» Page:

━━━━━━

Wayne is right. Let's "specifically target bicyclists ..."! They get in the way of our motor vehicles, thereby slowing us down.

Sure, bicycling is a healthy way to more that requires very little road or parking space. And yes, bicyclists don't pollute the air either. Admittedly if more people bicycled there would be feweer obese people around.

So what? The important thing is for us to get from A to B as fast as possible. That is what cars do. I'm with Wayne. Get the bicyclists off the road!


Like this comment
Posted by thank you Joe
a resident of Downtown North
on Aug 16, 2011 at 9:27 am

Nanny laws protect idiots from themselves. Traffic safety protects innocent people from reckless drivers.


Like this comment
Posted by nanny Joe legislation
a resident of Stanford
on Aug 16, 2011 at 9:55 am

No more bikes---The point is that bicyclists are supposed to follow the same laws as motorized vehicle drivers. They do not. The one good thing about this law is that applies to bicyclists as well. this is not about road or parking spaces .
Just recently a bicyclist ran into and killed a pedestrian in SF. Surprisingly this bicyclist has not been arrested the DA is still deciding whether to charge him!!! Had it been an automobile involved he would still be sitting in jail now.
Double standard.

"Nanny laws protect idiots from themselves. "
Well, said Thank you, joe--Joe Simitian qualifies.


Like this comment
Posted by Richard
a resident of Midtown
on Aug 16, 2011 at 9:56 am

I actually agree with Wayne on this one: bicyclists should be included in the ban. However, calling them out specifically for all violations is generally not necessary because bicyclists are already subject to all the provisions of Division 11 that are applicable to the drivers of vehicles. In this case the law only applies to the operators of MOTOR vehicles, not all vehicles, so it doesn't automatically apply to bicyclists. Also, if you want the fines to be different then you need to have a section specific to bicyclists. The distinction between vehicles and motor vehicles is extremely important in the law, but is often overlooked (even by police officers and lawyers who should know better).


Like this comment
Posted by Alex
a resident of another community
on Aug 16, 2011 at 10:08 am

It is not normal for the party at fault in a fatal accident to be arrested on the spot except in cases of drunk driving, hit and run or other malicious intent. In the SF case the bicyclist stayed at the scene and was not intoxicated.


Like this comment
Posted by nanny Joe legislation
a resident of Stanford
on Aug 16, 2011 at 10:17 am

Alex--I think the issue here is that the bicyclist ran a red light
Web Link

Two laws were already broken--running of the red light and hitting a pedestrian. Now that the pedestrian has died, I am not sure why the DA is still unsure about filing charges. The bicyclist should have been arrested on the spot--the fact that he is not in jail now, given that the person died shows the double standard.

━━━━━━

» Material supplied:
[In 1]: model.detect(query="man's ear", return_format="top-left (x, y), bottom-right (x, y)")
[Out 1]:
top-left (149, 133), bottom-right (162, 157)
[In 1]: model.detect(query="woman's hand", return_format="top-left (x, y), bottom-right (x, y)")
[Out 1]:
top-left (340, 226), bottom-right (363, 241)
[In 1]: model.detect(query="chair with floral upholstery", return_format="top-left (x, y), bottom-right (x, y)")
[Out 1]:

━━━━━━

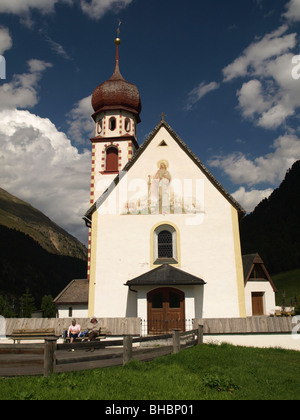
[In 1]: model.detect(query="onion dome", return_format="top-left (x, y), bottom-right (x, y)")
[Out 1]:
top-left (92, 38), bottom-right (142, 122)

━━━━━━

» Task statement:
Extend the comment thread on bicyclists and traffic laws with new comments after its final one.

» Output for this exercise:
Like this comment
Posted by Alex
a resident of another community
on Aug 16, 2011 at 10:28 am

Web Link


Like this comment
Posted by nanny Joe legislation
a resident of Stanford
on Aug 16, 2011 at 10:42 am

Okay, Alex, but in the case of the bicyclist, the DA is not even sure he will file charges!!!! In the link you provided the driver was charged and sentenced. Let's stop the double standard for bicyclists. The city needs revenue--ticketing bicyclists for running stop signs, riding on downtown streets, failing to yield to pedestrians should add some cash to our coffers.


Like this comment
Posted by Just the Facts Please
a resident of another community
on Aug 16, 2011 at 10:59 am

Lets get down to the Facts....
What is more important?
A life (or) a call/text message

I think you will all agree that living is better than a call/text you missed.
So if your still refusing to hang up.... it could be yours or another persons life that gets hung up.
A fine big or small is your reminder to do the right thing.
Enough said!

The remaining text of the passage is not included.